--- BEGIN Document text ---

# My day at the Olympics



## SpruceRI (4 August 2012)

I just have to write about my experiences at the Olympics today, partly because my ticket for the Dressage today was a fairly last minute offer - I hadn't been successful in the bid for any tickets online, so was ecstatic when one of my friends offered me one that her friend had spare.

Anyway - the whole thing from beginning to end was AMAZING!!  

From the 'Pink People' (the 'Games Makers' in their pink tabards) helping at all the stations and around the streets pointing the way (I ALWAYS get lost in London), to the Navy chaps who were doing the Security/Bag checks at our entrance, to the Army, to the Police.

Everyone was sooo cheerful, happy and polite, it really made all the difference.

The stations that we travelled through were cleaner, brighter..... all the Olympics signs were in pink, so you couldn't get lost (even me!)

We had amazing seats, very near the front and just behind the 'E' marker.

It rained for the 10 mins or so that I took going to the loo, so I remained dry!

And the dressage was brilliant.


What a day )


----------



## KerslakeEquestrian (4 August 2012)

Glad to hear you had a great time. I have to totally agree with you. I went yesterday and found everything to be super organised which resulted in a fantastic day. Everyone was so helpful and happy - made for my most enjoyable trip to London to date


----------

--- END Document text ---

Brief 1
In the forum thread, who did the security and bag checks at the entrance?
The forum thread and the entries have nothing to do with each other.

--- BEGIN Working data ---

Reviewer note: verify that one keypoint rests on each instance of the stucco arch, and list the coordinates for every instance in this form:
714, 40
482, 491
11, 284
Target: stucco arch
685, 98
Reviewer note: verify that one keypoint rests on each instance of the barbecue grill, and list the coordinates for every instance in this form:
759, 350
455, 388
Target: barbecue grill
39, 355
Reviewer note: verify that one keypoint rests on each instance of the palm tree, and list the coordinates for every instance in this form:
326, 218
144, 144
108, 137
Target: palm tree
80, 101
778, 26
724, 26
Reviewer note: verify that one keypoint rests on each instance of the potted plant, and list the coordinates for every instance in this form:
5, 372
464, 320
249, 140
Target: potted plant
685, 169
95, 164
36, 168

--- END Working data ---

Brief 2
Lay out the entries as a numbered list, starting at the line that contains "of the palm" and ending at the last line of the entries, with blank lines left out.

Written solution 1
The Navy chaps did the security and bag checks.

Written solution 2
1. Reviewer note: verify that one keypoint rests on each instance of the palm tree, and list the coordinates for every instance in this form:
2. 326, 218
3. 144, 144
4. 108, 137
5. Target: palm tree
6. 80, 101
7. 778, 26
8. 724, 26
9. Reviewer note: verify that one keypoint rests on each instance of the potted plant, and list the coordinates for every instance in this form:
10. 5, 372
11. 464, 320
12. 249, 140
13. Target: potted plant
14. 685, 169
15. 95, 164
16. 36, 168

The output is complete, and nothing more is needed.